Aim
Copy out each line exactly; pictures stay out of the copy.

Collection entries

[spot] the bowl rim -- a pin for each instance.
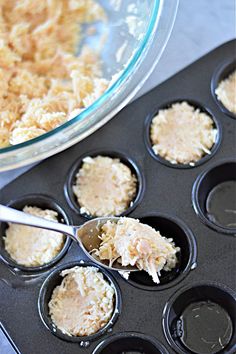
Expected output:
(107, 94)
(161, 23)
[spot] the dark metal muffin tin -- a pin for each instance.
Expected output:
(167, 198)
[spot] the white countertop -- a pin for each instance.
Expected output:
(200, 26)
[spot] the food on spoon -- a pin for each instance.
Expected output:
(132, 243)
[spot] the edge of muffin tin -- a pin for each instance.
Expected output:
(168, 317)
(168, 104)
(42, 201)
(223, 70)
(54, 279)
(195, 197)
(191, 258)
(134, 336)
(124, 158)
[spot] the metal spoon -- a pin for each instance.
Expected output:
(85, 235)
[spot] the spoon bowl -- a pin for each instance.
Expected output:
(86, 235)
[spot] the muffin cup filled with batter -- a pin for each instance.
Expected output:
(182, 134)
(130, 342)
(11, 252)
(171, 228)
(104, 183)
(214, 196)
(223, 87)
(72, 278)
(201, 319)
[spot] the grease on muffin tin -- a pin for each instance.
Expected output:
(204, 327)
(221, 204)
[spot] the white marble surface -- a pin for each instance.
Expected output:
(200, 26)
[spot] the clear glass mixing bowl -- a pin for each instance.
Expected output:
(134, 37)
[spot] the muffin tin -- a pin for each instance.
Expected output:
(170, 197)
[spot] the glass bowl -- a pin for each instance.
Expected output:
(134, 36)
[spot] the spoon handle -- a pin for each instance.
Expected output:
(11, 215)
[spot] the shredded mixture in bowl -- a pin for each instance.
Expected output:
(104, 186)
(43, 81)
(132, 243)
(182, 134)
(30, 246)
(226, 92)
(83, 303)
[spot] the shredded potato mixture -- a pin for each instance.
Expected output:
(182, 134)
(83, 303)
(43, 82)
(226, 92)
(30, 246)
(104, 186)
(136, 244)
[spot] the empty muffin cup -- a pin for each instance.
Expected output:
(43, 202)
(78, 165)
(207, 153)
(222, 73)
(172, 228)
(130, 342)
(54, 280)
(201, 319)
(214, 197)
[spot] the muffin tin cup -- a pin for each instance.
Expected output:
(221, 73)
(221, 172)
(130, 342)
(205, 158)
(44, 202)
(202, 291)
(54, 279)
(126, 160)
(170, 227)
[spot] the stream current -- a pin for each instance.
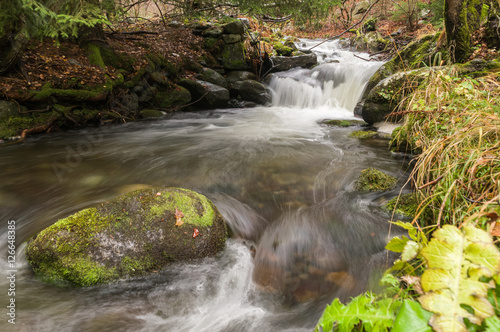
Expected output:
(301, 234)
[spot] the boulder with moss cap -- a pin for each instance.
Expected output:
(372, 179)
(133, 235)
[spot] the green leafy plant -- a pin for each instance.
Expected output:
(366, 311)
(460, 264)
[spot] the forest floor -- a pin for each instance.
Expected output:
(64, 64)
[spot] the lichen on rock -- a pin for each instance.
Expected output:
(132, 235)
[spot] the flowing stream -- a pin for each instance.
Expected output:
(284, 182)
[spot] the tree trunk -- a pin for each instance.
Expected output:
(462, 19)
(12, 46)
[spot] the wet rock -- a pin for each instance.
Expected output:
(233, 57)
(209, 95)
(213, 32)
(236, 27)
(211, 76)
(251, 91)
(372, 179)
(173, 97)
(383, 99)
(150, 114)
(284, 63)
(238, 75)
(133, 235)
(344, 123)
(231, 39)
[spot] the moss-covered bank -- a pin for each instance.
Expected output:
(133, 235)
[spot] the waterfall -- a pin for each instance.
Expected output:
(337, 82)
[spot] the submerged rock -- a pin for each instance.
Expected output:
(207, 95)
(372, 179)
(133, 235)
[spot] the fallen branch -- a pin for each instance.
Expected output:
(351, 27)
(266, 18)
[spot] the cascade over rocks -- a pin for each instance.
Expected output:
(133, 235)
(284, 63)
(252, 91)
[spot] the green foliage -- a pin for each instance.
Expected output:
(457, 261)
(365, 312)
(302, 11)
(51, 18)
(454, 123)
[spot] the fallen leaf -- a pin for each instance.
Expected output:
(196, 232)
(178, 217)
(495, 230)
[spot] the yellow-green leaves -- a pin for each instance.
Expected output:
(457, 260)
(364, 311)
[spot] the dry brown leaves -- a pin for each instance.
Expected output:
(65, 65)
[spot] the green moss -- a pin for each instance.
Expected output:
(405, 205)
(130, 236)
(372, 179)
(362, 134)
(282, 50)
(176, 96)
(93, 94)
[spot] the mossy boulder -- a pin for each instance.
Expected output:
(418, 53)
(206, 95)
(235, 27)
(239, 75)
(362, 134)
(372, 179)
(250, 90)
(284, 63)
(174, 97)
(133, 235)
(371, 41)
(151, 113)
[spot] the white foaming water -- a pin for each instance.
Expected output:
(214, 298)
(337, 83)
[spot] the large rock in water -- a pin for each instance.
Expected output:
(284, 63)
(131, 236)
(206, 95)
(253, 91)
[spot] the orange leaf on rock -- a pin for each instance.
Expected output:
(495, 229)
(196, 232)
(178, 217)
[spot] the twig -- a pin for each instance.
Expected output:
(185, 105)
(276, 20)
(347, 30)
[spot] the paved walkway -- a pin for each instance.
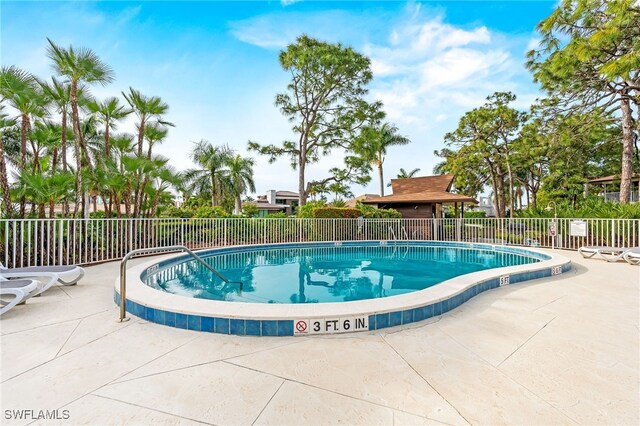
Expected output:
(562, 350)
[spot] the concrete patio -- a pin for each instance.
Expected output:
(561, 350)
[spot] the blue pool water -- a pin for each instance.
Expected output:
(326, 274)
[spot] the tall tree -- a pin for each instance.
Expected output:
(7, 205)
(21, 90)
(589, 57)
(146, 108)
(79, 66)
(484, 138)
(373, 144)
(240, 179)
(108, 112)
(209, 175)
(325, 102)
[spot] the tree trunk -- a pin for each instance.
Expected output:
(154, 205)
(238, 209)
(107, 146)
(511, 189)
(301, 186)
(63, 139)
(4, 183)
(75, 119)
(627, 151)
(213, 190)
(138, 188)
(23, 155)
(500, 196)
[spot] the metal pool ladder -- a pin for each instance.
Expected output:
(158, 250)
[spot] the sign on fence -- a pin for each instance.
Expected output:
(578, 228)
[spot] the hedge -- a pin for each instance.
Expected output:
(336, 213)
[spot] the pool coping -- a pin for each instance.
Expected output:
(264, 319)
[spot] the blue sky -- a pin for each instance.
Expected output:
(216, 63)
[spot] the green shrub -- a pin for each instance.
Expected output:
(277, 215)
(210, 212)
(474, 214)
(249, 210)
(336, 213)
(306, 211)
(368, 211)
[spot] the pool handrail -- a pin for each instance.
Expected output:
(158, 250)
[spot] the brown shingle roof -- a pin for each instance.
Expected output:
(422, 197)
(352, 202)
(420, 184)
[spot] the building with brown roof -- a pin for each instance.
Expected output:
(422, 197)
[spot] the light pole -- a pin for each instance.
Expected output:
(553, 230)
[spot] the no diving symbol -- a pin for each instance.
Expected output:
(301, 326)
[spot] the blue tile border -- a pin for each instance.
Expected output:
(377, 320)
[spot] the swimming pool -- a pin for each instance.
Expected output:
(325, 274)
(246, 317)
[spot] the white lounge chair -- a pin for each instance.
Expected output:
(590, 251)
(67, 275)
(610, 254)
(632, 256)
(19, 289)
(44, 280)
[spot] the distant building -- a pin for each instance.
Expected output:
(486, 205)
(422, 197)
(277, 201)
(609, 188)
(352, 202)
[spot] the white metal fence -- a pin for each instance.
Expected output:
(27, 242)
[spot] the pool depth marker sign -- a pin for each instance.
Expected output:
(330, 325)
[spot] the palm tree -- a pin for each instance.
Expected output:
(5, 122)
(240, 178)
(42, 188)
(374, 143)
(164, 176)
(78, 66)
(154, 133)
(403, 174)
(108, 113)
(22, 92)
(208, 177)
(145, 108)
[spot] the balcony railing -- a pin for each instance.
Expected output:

Output below
[spot] the bowl rim -- a pin for each instance.
Expected output:
(107, 94)
(161, 23)
[spot] the dark metal muffin tin -- a pin for each instance.
Expected output:
(167, 198)
[spot] the white countertop -- a pin for each instance.
Expected output:
(200, 26)
[spot] the food on spoon -- a pin for each instance.
Expected output:
(132, 243)
[spot] the edge of muffin tin -- a pin for each instance.
Expected output:
(168, 317)
(168, 104)
(42, 201)
(223, 70)
(54, 279)
(195, 197)
(191, 258)
(134, 336)
(124, 158)
[spot] the metal spoon -- a pin for each instance.
Expected output:
(85, 235)
[spot] the spoon bowl -- a pin for each instance.
Expected output:
(86, 235)
[spot] the muffin cup filled with batter -- a pin for each instance.
Expected output:
(182, 134)
(130, 342)
(11, 252)
(171, 228)
(104, 183)
(214, 196)
(223, 87)
(72, 278)
(201, 319)
[spot] the grease on muffin tin -- a pin for each instance.
Expected output:
(204, 327)
(221, 204)
[spot] the white marble surface -- a pin for each instance.
Expected output:
(200, 26)
[spot] the clear glass mixing bowl -- a pin for each instance.
Expected output:
(134, 37)
[spot] the muffin tin -- a pin for each instance.
Expected output:
(170, 197)
[spot] the glass bowl -- a pin for each instance.
Expected output:
(134, 36)
[spot] the spoon handle -- a pin for each instance.
Expected output:
(11, 215)
[spot] the shredded mixture in bowl -- a pin for each instance.
Expected output:
(104, 186)
(43, 81)
(132, 243)
(182, 134)
(30, 246)
(226, 92)
(83, 303)
[spot] the shredded potato mixture -- a pin for each instance.
Expected output:
(182, 134)
(83, 303)
(43, 82)
(226, 92)
(30, 246)
(104, 186)
(136, 244)
[spot] the empty muffin cup -- a pin for each instance.
Expected output:
(43, 202)
(78, 165)
(207, 153)
(222, 73)
(172, 228)
(130, 342)
(54, 280)
(201, 319)
(214, 197)
[spot] the muffin tin cup -- a pin for each instance.
Expected output:
(221, 73)
(221, 172)
(130, 342)
(205, 158)
(44, 202)
(202, 291)
(54, 279)
(126, 160)
(170, 227)
[spot] the stream current -- a pin for each instance.
Expected output:
(301, 234)
[spot] the boulder with moss cap -- a pin for each instance.
Expected output:
(372, 179)
(133, 235)
[spot] the green leafy plant -- a pin for each instance.
Expected output:
(366, 311)
(460, 264)
[spot] the forest floor -- a pin for each instance.
Expected output:
(64, 64)
[spot] the lichen on rock -- a pin for each instance.
Expected output:
(132, 235)
[spot] the flowing stream -- a pin for each instance.
Expected output:
(284, 182)
[spot] the tree trunk -- a pin for each instance.
Expected output:
(462, 19)
(12, 46)
[spot] the wet rock -- a pin for each instance.
Expected output:
(233, 57)
(209, 95)
(213, 32)
(236, 27)
(211, 76)
(251, 91)
(372, 179)
(173, 97)
(383, 99)
(150, 114)
(284, 63)
(238, 75)
(133, 235)
(344, 123)
(231, 39)
[spot] the moss-covered bank -- a pin for each instance.
Expected output:
(133, 235)
[spot] the waterfall -- a pin for each instance.
Expected output:
(337, 82)
[spot] the submerged rock -- a pin for each instance.
Expected output:
(207, 95)
(372, 179)
(133, 235)
[spot] the fallen branch -- a pin for each instance.
Expected output:
(351, 27)
(266, 18)
[spot] the cascade over rocks -- a pin for each instance.
Expected output:
(133, 235)
(284, 63)
(252, 91)
[spot] the green foliage -- a pin for each instance.
Expected output:
(457, 261)
(365, 312)
(302, 11)
(51, 18)
(454, 123)
[spot] the fallen leaf -- a pin for each instance.
Expected output:
(196, 232)
(178, 217)
(495, 230)
[spot] the yellow-green leaves -- a pin for each instance.
Expected output:
(457, 260)
(364, 311)
[spot] the dry brown leaves -- a pin for each instance.
Expected output:
(65, 65)
[spot] the green moss -- a pin for each instance.
Expected output:
(405, 205)
(130, 236)
(372, 179)
(362, 134)
(282, 50)
(176, 96)
(93, 94)
[spot] the mossy boulder -- a pin for each instance.
Expected output:
(418, 53)
(206, 95)
(235, 27)
(239, 75)
(362, 134)
(372, 179)
(250, 90)
(284, 63)
(174, 97)
(133, 235)
(371, 41)
(151, 113)
[spot] the white foaming water -- a pin for each instance.
Expected output:
(214, 298)
(337, 83)
[spot] the large rock in water -- a pin for each instance.
Expected output:
(284, 63)
(131, 236)
(206, 95)
(253, 91)
[spot] the orange leaf on rock -- a pin for each instance.
Expected output:
(495, 229)
(196, 232)
(178, 217)
[spot] the twig -- a pin for each instance.
Expected output:
(185, 105)
(276, 20)
(347, 30)
[spot] the paved walkway -- a pin for each instance.
Expected output:
(562, 350)
[spot] the concrete patio -- a pin for each instance.
Expected output:
(561, 350)
[spot] the blue pool water -- a pin for each instance.
Expected output:
(326, 274)
[spot] the tall tree -- a pin for each instance.
Expected output:
(7, 205)
(21, 90)
(589, 57)
(146, 108)
(79, 66)
(484, 138)
(373, 144)
(240, 179)
(108, 112)
(209, 175)
(325, 102)
[spot] the tree trunk -- a pin for each instance.
Expected output:
(154, 205)
(238, 209)
(107, 146)
(511, 189)
(301, 186)
(63, 139)
(4, 183)
(75, 119)
(627, 151)
(213, 190)
(138, 188)
(23, 155)
(500, 196)
[spot] the metal pool ladder -- a pin for each instance.
Expected output:
(158, 250)
[spot] the sign on fence -- a pin for each instance.
Expected output:
(578, 228)
[spot] the hedge -- a pin for each instance.
Expected output:
(336, 213)
[spot] the pool coping -- a pin for each instance.
Expected output:
(264, 319)
[spot] the blue sky -- a pin for each instance.
Expected output:
(216, 63)
[spot] the green shrub -- a pin for each instance.
Expected output:
(277, 215)
(210, 212)
(474, 214)
(249, 210)
(336, 213)
(306, 211)
(368, 211)
[spot] the pool handrail -- a pin for each instance.
Expected output:
(158, 250)
[spot] the brown shingle roof -- a pin for each instance.
Expected output:
(422, 197)
(352, 202)
(420, 184)
[spot] the building with brown roof -- a pin for each instance.
Expected output:
(422, 197)
[spot] the light pole -- a pin for each instance.
Expected output:
(553, 230)
[spot] the no diving symbol -- a pin for each instance.
Expected output:
(301, 326)
[spot] the blue tile border -- a pin for each instance.
Expected output:
(377, 320)
[spot] the swimming pool -- a pin for each instance.
Expected output:
(325, 274)
(246, 317)
[spot] the white lounge chair -- a pin for each instance.
Expected output:
(590, 251)
(67, 275)
(610, 254)
(632, 256)
(19, 289)
(44, 280)
[spot] the distant building -- a pin for each instance.
Expected output:
(486, 205)
(422, 197)
(277, 201)
(609, 188)
(352, 202)
[spot] the white metal fence -- a pin for each instance.
Expected output:
(27, 242)
[spot] the pool depth marker sign -- a pin for each instance.
Expected output:
(330, 325)
[spot] the palm tree -- a pin for each instance.
Expected output:
(5, 122)
(240, 178)
(42, 188)
(374, 143)
(164, 176)
(78, 66)
(154, 133)
(403, 174)
(108, 113)
(22, 92)
(208, 177)
(145, 108)
[spot] the balcony railing -- a pin for each instance.
Expected output:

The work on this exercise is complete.